◆ ABOUT THIS TASK: For each line of the data below, copy it if it holds the word "cherry".
====== ENTRIES SUPPLIED ======
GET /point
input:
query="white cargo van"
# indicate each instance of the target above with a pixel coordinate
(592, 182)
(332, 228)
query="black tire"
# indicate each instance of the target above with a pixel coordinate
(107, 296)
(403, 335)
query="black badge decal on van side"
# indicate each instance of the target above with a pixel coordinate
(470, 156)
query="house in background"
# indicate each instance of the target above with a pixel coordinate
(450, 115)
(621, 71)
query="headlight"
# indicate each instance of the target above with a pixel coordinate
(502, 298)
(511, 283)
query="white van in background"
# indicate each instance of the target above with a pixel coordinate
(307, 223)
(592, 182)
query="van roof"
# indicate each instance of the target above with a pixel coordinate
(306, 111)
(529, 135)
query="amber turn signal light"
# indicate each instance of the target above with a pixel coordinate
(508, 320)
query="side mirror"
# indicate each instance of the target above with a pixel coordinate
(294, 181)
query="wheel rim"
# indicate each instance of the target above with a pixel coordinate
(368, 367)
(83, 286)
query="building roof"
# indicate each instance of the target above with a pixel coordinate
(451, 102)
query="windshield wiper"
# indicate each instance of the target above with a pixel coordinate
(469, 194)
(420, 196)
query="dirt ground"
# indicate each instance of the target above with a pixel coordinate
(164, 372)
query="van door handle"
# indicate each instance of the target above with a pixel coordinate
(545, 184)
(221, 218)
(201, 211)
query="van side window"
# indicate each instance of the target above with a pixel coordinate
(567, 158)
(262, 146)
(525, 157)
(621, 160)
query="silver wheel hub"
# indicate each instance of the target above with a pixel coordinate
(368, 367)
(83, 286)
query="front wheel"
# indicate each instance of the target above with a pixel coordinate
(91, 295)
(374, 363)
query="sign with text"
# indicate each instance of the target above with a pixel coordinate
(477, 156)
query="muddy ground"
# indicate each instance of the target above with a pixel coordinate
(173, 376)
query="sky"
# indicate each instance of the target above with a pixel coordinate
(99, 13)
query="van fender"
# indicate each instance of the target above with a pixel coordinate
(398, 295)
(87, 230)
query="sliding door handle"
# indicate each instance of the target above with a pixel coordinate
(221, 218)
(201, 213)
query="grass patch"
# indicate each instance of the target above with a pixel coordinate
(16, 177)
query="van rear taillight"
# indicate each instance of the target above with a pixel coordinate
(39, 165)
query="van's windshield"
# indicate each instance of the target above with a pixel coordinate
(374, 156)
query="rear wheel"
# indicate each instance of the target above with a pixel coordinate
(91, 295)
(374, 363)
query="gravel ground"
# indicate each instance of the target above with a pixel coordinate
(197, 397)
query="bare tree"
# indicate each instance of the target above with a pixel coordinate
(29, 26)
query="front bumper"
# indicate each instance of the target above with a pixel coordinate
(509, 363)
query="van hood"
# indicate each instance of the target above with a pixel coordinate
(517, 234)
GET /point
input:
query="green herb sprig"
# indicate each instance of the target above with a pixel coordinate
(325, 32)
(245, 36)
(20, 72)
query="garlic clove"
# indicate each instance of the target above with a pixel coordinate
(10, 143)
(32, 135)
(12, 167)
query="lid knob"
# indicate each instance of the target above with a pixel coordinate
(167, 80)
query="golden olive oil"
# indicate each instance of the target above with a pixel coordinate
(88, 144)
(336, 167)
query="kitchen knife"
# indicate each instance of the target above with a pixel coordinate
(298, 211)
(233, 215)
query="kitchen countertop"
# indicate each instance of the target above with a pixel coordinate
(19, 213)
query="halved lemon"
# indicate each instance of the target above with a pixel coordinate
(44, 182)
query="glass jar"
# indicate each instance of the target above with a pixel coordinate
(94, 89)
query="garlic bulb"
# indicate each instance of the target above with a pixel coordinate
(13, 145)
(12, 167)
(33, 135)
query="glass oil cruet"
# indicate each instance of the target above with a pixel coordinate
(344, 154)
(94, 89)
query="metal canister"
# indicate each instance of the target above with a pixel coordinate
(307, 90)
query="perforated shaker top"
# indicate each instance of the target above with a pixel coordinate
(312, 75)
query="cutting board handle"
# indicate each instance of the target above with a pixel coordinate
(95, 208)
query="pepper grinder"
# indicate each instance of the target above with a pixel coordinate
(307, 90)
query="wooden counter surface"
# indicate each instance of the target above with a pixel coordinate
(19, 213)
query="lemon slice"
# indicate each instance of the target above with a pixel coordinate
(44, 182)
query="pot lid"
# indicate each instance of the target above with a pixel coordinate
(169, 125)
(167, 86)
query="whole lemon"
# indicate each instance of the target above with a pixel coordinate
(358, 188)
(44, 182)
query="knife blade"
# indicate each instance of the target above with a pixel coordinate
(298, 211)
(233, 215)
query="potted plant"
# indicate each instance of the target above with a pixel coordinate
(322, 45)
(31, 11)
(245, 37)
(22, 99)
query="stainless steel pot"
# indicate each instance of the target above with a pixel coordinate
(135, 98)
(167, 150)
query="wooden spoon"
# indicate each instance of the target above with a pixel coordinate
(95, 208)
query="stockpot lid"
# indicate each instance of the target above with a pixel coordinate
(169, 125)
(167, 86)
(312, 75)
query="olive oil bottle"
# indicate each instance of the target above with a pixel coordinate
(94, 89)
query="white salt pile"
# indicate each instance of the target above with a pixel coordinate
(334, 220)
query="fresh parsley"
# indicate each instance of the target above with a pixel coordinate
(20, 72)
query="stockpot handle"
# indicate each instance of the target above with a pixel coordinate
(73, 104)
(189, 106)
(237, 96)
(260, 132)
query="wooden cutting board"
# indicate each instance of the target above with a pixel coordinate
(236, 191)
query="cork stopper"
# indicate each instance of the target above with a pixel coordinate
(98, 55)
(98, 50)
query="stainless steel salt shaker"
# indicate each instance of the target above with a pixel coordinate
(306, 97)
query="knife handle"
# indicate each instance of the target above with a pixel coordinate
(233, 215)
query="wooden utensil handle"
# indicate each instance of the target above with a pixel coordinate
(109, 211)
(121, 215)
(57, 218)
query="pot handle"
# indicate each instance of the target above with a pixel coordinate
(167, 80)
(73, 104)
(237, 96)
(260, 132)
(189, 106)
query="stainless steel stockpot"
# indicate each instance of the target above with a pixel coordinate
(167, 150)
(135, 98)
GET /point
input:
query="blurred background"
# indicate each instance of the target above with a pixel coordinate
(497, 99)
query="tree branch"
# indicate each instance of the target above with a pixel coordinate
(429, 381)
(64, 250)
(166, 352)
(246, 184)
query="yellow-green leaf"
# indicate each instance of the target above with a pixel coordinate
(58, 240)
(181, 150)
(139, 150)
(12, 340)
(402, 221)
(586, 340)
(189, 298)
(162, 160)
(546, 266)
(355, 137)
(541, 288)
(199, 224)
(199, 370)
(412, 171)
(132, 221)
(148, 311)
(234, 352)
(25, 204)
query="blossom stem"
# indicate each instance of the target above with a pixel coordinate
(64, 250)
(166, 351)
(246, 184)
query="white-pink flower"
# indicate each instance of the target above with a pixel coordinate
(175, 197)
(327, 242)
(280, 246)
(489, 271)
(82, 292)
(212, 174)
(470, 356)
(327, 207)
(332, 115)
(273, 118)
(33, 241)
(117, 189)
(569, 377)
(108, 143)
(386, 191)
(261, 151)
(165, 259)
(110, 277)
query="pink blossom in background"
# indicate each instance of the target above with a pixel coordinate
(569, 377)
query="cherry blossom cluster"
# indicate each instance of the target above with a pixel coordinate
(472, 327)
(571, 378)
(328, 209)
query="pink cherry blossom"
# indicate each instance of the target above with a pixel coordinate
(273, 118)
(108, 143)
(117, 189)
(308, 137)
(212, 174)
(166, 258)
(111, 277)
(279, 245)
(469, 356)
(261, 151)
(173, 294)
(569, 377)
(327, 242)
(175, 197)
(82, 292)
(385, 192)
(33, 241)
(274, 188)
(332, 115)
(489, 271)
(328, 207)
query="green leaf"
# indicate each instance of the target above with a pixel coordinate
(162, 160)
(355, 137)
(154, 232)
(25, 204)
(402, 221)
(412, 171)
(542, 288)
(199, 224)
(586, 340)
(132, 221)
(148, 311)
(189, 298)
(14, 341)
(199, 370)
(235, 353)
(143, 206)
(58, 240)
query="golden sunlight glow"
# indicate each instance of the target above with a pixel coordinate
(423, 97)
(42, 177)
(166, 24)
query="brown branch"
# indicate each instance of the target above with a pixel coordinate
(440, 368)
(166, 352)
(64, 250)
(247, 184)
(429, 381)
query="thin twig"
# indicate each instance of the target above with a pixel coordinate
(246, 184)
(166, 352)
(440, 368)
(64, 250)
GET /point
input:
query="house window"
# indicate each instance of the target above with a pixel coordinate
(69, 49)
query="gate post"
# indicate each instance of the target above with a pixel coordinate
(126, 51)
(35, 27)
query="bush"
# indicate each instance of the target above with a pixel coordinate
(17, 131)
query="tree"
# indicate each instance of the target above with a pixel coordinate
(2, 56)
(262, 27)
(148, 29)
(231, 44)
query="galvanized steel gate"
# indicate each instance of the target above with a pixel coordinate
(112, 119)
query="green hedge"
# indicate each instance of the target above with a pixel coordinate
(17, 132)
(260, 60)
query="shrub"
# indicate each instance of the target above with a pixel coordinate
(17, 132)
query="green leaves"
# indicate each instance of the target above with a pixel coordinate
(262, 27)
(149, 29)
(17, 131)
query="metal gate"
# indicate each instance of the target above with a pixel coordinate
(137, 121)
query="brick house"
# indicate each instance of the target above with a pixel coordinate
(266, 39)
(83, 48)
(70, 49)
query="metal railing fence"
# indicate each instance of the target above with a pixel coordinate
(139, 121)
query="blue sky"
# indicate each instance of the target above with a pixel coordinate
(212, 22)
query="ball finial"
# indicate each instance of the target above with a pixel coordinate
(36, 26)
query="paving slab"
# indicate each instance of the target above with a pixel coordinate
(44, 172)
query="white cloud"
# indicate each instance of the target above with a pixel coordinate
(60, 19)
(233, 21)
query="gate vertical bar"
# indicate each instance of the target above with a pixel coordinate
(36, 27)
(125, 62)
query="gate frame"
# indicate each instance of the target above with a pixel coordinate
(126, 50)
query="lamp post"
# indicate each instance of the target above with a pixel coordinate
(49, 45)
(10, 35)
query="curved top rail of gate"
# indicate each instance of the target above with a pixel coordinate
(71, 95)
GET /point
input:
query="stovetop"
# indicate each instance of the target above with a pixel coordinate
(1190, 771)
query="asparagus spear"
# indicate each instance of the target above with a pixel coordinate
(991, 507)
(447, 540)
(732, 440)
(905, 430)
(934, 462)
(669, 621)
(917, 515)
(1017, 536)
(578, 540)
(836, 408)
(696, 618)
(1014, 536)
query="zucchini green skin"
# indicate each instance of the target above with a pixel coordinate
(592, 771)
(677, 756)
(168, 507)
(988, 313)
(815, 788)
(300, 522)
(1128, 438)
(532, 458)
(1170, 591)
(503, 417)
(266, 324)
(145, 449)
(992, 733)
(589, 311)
======
◆ ANSWER SPACE:
query="cherry blossom cluster"
query="pink cherry blossom"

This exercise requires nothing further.